Stated goal ->
Pull from the data below each line that contains the string "roof", copying those lines in the order they appear.

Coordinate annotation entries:
————————

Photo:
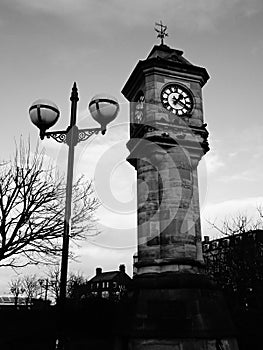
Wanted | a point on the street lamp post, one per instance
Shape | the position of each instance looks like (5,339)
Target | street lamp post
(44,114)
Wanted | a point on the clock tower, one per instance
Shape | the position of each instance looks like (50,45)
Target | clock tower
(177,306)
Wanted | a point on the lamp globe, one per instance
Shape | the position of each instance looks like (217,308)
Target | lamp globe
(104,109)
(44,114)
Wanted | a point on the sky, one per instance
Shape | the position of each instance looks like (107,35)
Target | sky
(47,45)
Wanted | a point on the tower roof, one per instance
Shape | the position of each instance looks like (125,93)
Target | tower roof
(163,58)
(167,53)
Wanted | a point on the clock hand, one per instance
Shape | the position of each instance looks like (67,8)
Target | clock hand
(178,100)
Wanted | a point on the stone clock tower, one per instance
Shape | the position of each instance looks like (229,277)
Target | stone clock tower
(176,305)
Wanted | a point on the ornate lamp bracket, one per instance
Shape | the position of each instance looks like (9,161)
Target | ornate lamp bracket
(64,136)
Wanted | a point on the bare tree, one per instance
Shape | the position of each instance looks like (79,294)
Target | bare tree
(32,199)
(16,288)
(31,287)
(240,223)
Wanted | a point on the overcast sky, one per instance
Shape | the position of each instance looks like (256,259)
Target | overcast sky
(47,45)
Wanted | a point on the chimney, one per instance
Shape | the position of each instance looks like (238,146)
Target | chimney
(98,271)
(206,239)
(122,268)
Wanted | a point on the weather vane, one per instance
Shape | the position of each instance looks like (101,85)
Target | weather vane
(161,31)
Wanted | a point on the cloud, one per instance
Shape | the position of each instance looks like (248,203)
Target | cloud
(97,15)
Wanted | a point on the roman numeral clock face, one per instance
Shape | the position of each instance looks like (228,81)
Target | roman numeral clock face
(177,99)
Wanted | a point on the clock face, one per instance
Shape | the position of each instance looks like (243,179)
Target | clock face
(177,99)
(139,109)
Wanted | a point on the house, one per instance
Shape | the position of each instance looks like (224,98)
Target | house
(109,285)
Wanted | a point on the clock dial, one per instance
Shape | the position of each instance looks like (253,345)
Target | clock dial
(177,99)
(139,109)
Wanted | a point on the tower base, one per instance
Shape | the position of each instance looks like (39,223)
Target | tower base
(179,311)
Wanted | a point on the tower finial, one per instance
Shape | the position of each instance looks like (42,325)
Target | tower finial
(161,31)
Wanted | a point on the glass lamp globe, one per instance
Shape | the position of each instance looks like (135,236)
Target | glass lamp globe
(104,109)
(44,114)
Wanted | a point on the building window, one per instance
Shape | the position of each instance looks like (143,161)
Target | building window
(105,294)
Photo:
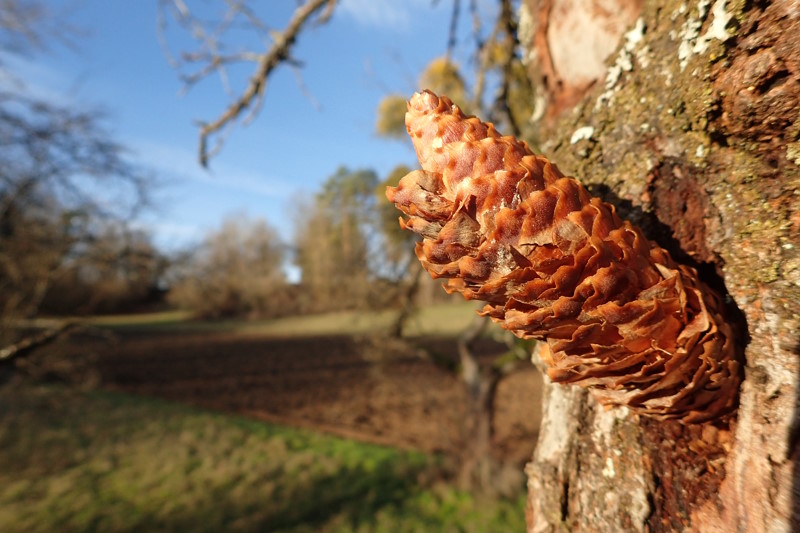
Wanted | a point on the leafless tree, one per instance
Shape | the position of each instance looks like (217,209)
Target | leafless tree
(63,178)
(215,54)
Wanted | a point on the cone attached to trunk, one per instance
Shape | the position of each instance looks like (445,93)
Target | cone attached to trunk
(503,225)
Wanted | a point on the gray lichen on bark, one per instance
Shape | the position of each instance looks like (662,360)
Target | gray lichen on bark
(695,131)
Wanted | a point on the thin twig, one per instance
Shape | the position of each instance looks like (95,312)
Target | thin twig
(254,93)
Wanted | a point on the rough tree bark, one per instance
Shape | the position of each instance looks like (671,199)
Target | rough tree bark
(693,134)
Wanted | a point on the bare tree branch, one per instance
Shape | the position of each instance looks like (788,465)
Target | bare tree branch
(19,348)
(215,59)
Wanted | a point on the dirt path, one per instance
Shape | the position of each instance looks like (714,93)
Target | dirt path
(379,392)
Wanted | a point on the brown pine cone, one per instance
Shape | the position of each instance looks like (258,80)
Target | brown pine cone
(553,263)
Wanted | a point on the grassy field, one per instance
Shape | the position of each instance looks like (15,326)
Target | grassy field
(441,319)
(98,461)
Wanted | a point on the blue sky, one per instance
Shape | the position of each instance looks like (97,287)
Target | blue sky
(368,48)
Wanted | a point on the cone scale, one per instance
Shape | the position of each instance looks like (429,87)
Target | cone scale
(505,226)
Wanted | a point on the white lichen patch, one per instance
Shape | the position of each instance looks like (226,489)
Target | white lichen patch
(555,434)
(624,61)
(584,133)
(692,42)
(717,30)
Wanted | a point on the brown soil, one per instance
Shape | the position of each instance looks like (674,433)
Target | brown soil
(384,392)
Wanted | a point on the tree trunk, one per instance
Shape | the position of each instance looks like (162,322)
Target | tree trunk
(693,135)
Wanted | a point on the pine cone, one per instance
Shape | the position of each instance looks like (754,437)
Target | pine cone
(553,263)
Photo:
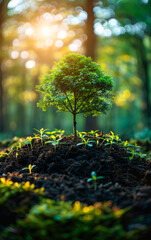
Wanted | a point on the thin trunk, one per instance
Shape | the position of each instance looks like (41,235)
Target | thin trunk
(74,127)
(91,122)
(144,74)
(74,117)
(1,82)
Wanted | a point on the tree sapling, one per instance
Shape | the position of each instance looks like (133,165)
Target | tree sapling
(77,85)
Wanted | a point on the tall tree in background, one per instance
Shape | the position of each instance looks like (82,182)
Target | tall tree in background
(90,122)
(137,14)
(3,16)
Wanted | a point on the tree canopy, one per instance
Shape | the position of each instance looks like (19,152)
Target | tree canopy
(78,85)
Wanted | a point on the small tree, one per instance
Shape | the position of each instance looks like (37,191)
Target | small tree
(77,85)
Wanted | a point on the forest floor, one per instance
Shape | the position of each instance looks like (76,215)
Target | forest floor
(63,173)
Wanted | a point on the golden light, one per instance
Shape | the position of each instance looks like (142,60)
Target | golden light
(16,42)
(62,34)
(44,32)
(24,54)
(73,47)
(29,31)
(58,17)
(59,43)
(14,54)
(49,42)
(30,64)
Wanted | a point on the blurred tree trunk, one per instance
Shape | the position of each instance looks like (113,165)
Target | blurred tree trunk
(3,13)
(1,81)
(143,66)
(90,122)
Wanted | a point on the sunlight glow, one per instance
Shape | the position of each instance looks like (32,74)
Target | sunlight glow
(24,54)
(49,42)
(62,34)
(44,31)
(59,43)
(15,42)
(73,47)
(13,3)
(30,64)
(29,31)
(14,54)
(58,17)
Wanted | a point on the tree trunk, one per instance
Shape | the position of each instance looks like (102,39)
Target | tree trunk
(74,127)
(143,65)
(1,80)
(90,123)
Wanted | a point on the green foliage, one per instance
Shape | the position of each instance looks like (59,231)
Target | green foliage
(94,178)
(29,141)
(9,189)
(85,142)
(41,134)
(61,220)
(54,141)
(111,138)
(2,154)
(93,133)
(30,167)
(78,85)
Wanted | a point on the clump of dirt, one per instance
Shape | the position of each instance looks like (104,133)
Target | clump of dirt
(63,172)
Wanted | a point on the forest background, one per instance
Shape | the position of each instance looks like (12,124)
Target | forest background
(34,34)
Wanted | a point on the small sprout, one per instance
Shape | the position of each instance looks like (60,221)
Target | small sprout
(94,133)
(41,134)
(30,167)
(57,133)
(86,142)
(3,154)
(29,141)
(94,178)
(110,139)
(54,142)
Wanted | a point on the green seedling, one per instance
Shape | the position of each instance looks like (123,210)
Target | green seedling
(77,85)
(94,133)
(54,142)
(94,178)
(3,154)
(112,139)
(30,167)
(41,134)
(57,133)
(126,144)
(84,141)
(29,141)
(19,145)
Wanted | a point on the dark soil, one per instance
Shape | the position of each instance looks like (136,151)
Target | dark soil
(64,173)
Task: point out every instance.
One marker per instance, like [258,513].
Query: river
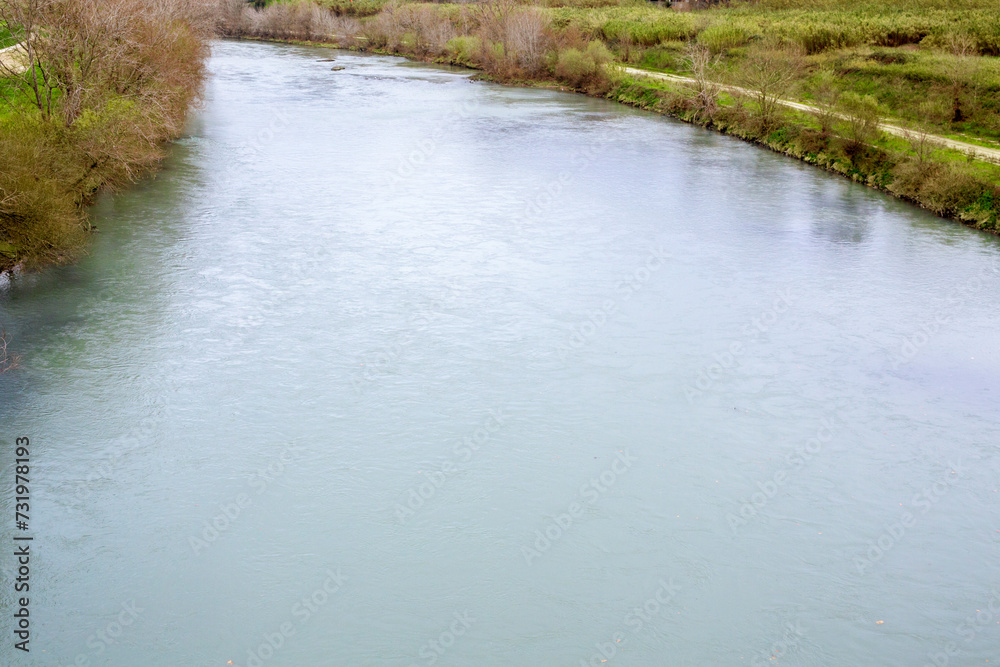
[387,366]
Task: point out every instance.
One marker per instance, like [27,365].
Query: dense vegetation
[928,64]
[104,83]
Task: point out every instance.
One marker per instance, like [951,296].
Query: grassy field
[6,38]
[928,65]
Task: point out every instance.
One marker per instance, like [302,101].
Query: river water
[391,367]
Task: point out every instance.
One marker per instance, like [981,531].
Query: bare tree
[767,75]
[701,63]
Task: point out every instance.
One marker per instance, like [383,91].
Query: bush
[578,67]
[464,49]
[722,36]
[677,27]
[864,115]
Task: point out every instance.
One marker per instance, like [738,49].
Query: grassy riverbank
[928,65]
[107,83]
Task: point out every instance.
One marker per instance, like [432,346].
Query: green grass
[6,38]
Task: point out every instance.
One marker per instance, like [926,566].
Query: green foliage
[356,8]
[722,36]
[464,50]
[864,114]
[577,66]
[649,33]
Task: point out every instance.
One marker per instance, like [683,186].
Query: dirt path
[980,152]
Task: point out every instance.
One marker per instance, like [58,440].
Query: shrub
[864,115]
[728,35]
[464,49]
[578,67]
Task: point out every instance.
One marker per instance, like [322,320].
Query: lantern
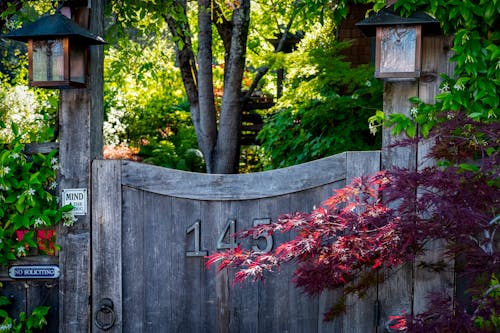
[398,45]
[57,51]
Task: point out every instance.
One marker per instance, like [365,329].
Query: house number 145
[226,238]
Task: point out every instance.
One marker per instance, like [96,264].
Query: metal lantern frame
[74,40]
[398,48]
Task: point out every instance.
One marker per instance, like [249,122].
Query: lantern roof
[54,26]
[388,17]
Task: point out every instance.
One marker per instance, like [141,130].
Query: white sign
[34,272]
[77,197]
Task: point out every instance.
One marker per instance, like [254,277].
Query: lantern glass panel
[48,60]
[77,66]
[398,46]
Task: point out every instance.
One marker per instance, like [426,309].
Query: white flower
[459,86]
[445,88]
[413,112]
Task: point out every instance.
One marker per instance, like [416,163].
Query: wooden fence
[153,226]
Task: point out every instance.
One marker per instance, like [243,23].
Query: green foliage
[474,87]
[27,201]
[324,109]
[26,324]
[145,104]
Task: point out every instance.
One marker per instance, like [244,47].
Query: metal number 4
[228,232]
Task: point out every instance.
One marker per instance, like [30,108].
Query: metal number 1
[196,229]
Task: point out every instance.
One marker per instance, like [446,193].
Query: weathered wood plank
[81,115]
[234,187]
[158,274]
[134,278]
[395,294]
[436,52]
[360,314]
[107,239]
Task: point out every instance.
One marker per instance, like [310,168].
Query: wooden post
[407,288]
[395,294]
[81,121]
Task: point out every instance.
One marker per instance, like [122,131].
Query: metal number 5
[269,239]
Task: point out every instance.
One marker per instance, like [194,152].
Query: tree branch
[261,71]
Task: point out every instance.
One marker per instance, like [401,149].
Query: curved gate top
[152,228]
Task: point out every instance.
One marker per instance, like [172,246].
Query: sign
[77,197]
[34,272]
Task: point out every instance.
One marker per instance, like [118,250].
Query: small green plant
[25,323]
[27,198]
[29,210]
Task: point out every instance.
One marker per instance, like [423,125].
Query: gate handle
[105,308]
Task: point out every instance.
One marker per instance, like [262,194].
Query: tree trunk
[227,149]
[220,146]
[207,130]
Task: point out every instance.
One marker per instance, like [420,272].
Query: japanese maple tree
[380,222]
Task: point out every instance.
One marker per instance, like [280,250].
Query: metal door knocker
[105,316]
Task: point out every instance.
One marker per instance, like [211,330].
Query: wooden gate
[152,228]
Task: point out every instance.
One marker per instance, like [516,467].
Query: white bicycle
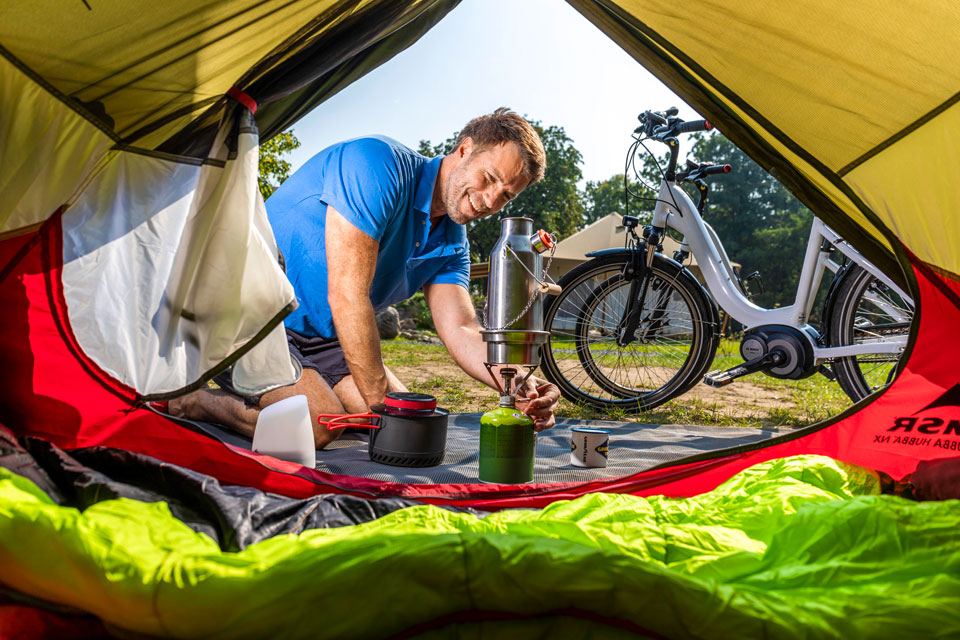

————————

Solution ->
Wanted | a point on the tower roof, one per instance
Target | tower roof
Query: lantern roof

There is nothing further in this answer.